### Cosa si chiede
Puoi riscrivere per intero tutte le righe dei record seguenti, aggiungendo 12 a ogni numero delle coordinate date come risposta?
═══ Voci fornite ═══
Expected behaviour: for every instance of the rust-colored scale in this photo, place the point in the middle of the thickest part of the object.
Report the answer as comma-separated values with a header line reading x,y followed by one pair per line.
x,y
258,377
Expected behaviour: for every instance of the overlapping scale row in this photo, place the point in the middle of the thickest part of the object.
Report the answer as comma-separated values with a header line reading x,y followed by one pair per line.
═══
### Soluzione dell'esercizio
Expected behaviour: for every instance of the rust-colored scale in this photo, place the point in the middle of the thickest part of the object.
Report the answer as comma-separated values with a header line reading x,y followed by one pair per line.
x,y
270,389
Expected behaviour: for every instance of the overlapping scale row in this photo, place the point in the middle of the thickest part of the object.
Report the answer as comma-separated values with a header line reading x,y followed by one pair per line.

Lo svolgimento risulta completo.